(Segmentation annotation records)
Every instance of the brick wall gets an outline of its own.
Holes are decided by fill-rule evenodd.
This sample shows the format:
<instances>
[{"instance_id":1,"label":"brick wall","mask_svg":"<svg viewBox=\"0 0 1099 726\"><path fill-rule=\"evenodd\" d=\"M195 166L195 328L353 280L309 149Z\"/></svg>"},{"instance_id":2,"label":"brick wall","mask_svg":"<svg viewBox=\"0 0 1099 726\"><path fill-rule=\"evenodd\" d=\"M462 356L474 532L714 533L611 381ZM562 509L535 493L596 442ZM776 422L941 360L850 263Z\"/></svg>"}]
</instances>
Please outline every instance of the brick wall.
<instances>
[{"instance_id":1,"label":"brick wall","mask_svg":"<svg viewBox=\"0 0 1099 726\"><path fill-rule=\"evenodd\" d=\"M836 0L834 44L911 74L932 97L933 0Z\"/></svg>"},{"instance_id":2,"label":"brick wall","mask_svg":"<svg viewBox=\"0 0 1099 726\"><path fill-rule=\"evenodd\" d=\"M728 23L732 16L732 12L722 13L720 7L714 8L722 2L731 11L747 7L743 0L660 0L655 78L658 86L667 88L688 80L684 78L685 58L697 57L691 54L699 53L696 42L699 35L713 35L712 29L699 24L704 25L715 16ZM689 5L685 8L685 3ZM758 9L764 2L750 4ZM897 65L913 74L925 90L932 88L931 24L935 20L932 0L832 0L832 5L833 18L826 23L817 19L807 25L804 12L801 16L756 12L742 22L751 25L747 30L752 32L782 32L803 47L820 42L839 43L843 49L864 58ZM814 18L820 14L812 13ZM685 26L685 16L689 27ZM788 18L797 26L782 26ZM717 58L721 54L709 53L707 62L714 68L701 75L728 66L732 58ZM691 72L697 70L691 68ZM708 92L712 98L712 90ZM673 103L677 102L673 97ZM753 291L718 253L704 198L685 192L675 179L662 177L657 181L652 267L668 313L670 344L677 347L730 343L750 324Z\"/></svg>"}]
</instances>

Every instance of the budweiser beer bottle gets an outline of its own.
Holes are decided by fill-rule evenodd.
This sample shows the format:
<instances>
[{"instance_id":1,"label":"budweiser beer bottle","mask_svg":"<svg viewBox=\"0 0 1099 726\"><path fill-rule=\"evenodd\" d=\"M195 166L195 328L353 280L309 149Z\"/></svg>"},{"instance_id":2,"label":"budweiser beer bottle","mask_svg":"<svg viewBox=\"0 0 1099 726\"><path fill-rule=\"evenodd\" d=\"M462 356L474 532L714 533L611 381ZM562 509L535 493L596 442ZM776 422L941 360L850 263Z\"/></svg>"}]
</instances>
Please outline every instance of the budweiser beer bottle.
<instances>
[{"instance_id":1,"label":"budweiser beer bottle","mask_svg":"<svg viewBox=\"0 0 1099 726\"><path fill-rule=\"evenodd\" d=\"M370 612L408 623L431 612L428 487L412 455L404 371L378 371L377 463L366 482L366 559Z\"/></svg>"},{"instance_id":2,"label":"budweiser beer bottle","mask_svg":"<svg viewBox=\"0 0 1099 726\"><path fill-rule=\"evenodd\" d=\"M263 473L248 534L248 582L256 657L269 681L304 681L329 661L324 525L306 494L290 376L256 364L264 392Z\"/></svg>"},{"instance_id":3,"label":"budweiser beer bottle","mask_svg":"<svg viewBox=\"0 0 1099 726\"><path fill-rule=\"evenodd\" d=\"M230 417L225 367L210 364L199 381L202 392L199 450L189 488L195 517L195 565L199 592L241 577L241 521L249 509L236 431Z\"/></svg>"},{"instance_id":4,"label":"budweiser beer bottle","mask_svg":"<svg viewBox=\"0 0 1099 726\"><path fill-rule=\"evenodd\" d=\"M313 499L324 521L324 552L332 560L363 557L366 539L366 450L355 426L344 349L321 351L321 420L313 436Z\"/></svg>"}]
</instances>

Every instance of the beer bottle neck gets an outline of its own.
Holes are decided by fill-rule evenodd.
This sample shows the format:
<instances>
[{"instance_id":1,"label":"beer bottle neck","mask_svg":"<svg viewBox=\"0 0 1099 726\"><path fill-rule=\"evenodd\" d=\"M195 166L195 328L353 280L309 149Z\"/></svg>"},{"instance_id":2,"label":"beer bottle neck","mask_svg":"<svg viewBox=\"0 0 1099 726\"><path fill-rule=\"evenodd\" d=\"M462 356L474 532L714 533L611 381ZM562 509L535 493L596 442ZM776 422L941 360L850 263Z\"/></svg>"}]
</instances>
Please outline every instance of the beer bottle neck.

WHAT THIS TASK INVOLVES: Go through the entries above and pick out every line that contains the word "beer". Copy each of those lines unchanged.

FULL ANSWER:
Every instance of the budweiser beer bottle gets an outline of its own.
[{"instance_id":1,"label":"budweiser beer bottle","mask_svg":"<svg viewBox=\"0 0 1099 726\"><path fill-rule=\"evenodd\" d=\"M195 166L195 328L353 280L309 149Z\"/></svg>"},{"instance_id":2,"label":"budweiser beer bottle","mask_svg":"<svg viewBox=\"0 0 1099 726\"><path fill-rule=\"evenodd\" d=\"M462 356L474 532L714 533L611 381ZM562 509L535 493L596 442ZM776 422L941 360L850 263Z\"/></svg>"}]
Please outline every instance of the budweiser beer bottle.
[{"instance_id":1,"label":"budweiser beer bottle","mask_svg":"<svg viewBox=\"0 0 1099 726\"><path fill-rule=\"evenodd\" d=\"M370 612L408 623L431 612L428 487L412 455L404 371L378 371L377 463L366 482L366 559Z\"/></svg>"},{"instance_id":2,"label":"budweiser beer bottle","mask_svg":"<svg viewBox=\"0 0 1099 726\"><path fill-rule=\"evenodd\" d=\"M263 473L248 534L248 582L256 657L269 681L304 681L329 661L324 525L306 494L290 376L256 364L264 392Z\"/></svg>"},{"instance_id":3,"label":"budweiser beer bottle","mask_svg":"<svg viewBox=\"0 0 1099 726\"><path fill-rule=\"evenodd\" d=\"M230 417L225 367L210 364L199 381L202 392L199 450L189 488L195 517L195 565L199 592L241 577L241 521L249 509L236 431Z\"/></svg>"},{"instance_id":4,"label":"budweiser beer bottle","mask_svg":"<svg viewBox=\"0 0 1099 726\"><path fill-rule=\"evenodd\" d=\"M313 499L324 521L324 552L332 560L363 557L366 539L366 450L355 426L344 349L321 351L321 420L313 436Z\"/></svg>"}]
Every instance of the beer bottle neck gets an outline of its own.
[{"instance_id":1,"label":"beer bottle neck","mask_svg":"<svg viewBox=\"0 0 1099 726\"><path fill-rule=\"evenodd\" d=\"M195 166L195 328L353 280L309 149Z\"/></svg>"},{"instance_id":2,"label":"beer bottle neck","mask_svg":"<svg viewBox=\"0 0 1099 726\"><path fill-rule=\"evenodd\" d=\"M462 356L474 532L714 533L611 381ZM562 509L535 493L596 442ZM776 422L941 360L850 263Z\"/></svg>"}]
Please outline every instance of the beer bottle neck.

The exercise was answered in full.